He had a couple of 4 point games earlier in the season too. You also might want to check out this (http://www.82games.com/rolandratings0405.htm) shows you just how valuable Carter is to his team.


----------



## sheefo13 (Jul 13, 2002)

yeah, he is pretty overrated.......


----------



## jokeaward (May 22, 2003)

- We do have a first-round pick in the 2005 draft. The Joe Smith punishment is over.
- I really don't want Jalen Rose even if we're totally capped out.
- I would welcome Vince. Hell if Vince still thought he was the **** and should be the man, KG would still lead vocally and by his play if not by his FGA. Then again Cassell, Spree, and KG took MORE shots than 02-03 and KG's numbers went up. 
- I'd go crazy if we just had to give up Spree. And he'd love it in Toronto. 
- None of this will be done by Toronto. Bosh and... cap-room? Ryan Gomes? I can actually see an imrpovement with things running through Bosh, Alston, maybe Mo Pete and Rose, but this seems like something Toronto will pass on.
- Damn, we need Sam or a PG of his class. Hudson is not looking very heady.


----------



## sheefo13 (Jul 13, 2002)

**ENTRIES PROVIDED**
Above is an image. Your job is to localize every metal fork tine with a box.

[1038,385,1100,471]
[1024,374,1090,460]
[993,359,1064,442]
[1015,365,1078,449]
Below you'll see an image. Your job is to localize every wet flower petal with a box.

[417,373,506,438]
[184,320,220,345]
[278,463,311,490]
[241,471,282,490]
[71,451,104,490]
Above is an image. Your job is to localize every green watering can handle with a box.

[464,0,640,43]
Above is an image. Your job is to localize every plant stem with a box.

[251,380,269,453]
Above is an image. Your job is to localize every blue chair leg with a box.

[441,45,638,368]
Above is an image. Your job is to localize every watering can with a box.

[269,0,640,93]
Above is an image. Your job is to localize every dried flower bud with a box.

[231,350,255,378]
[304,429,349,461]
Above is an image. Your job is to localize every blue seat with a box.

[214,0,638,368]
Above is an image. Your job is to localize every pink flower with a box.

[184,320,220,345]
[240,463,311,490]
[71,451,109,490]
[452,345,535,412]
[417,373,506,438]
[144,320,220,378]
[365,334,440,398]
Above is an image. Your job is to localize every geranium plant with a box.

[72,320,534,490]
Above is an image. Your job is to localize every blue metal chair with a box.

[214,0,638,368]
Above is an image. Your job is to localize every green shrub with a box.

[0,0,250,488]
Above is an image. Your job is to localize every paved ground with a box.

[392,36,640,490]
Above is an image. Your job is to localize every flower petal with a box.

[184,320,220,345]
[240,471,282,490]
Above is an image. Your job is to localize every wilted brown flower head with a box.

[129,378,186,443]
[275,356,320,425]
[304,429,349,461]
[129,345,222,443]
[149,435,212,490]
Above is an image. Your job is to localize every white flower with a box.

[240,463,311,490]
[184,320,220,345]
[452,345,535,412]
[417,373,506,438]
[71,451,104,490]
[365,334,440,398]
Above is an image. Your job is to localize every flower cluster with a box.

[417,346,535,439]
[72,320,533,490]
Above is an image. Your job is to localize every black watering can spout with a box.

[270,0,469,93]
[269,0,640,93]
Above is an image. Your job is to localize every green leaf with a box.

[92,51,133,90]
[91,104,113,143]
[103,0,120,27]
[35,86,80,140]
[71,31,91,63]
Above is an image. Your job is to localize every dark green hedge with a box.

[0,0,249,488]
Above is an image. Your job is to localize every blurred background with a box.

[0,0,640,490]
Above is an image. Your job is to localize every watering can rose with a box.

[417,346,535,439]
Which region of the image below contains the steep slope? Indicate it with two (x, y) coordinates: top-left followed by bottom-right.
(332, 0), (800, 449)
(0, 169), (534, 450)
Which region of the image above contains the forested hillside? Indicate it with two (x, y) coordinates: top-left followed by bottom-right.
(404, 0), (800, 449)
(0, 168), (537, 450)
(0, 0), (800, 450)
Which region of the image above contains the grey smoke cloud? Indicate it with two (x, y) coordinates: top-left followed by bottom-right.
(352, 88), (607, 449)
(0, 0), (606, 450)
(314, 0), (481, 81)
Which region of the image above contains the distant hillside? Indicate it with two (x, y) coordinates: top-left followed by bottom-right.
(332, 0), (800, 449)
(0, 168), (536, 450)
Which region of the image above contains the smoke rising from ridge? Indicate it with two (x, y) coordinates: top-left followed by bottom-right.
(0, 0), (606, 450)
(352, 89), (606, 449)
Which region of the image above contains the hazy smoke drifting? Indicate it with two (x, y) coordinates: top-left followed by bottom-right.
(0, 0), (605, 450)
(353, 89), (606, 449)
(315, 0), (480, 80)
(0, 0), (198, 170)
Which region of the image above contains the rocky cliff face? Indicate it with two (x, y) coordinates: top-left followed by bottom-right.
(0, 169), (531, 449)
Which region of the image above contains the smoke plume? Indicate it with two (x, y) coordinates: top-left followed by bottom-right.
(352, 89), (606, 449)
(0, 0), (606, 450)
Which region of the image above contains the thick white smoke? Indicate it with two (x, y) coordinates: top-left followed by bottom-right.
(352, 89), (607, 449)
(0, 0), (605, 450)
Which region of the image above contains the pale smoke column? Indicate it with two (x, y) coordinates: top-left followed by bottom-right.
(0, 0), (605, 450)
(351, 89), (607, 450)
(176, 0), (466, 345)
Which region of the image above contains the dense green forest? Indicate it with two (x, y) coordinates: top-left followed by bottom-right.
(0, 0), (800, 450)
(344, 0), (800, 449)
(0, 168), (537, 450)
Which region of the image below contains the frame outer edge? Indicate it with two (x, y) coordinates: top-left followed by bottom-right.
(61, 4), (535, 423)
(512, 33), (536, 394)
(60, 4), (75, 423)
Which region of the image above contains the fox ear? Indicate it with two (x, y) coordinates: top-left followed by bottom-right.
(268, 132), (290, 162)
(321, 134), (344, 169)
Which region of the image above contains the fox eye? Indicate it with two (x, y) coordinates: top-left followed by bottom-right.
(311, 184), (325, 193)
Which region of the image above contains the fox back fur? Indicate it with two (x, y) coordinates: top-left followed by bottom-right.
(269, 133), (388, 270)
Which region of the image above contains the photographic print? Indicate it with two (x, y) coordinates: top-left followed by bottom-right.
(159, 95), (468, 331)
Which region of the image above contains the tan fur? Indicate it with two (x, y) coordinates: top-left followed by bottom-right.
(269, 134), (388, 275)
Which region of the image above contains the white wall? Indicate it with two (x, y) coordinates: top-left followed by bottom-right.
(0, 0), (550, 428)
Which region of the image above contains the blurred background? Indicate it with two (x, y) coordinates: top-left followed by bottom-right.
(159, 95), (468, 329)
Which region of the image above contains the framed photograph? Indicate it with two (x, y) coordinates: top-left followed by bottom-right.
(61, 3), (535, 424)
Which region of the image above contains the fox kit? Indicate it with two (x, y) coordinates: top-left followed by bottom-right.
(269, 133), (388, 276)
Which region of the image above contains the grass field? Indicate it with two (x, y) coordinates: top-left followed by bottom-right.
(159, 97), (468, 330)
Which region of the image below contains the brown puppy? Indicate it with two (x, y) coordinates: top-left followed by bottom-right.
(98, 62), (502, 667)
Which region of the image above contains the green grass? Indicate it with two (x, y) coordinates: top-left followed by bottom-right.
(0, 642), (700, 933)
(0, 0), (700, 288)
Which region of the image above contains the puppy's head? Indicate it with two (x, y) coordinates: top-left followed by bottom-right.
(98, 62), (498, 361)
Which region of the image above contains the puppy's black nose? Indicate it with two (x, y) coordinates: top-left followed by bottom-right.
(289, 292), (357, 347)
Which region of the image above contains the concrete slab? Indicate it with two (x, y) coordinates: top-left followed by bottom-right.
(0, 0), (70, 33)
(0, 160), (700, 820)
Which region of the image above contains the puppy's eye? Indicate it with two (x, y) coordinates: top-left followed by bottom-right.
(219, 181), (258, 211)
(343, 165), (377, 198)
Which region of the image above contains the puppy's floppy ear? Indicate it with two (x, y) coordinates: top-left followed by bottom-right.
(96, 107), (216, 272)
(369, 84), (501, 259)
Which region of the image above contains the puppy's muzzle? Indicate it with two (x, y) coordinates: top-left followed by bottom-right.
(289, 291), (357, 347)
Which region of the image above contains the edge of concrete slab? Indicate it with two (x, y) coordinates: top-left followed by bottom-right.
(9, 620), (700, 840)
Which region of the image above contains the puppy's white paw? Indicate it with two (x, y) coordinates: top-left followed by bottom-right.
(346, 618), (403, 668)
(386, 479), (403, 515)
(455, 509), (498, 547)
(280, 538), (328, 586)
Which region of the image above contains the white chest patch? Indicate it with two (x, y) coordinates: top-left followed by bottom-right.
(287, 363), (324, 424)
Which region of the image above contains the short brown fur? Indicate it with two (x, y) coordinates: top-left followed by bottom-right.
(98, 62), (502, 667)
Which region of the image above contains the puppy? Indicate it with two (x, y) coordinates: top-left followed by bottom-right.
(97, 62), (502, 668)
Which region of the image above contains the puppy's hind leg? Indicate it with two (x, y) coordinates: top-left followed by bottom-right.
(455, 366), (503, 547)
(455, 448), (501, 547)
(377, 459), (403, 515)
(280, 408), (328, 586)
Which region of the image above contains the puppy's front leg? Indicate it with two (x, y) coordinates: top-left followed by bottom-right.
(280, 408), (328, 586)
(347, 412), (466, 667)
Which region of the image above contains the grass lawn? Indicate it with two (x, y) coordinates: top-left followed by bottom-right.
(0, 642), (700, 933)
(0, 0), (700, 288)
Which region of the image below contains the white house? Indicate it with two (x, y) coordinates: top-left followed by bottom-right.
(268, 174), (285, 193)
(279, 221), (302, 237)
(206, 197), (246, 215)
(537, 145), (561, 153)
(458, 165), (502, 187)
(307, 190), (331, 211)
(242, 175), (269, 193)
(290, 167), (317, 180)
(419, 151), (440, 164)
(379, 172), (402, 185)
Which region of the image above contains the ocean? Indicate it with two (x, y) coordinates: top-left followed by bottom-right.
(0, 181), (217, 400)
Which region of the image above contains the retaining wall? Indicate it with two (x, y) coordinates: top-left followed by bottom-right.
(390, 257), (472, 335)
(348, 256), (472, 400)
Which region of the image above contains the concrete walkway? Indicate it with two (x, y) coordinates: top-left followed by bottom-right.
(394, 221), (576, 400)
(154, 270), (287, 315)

**STATED GOAL**
Reproduce the part of the basketball thread that starts with "- I really don't" and runs through "numbers went up.".

**TASK RESPONSE**
- I really don't want Jalen Rose even if we're totally capped out.
- I would welcome Vince. Hell if Vince still thought he was the **** and should be the man, KG would still lead vocally and by his play if not by his FGA. Then again Cassell, Spree, and KG took MORE shots than 02-03 and KG's numbers went up.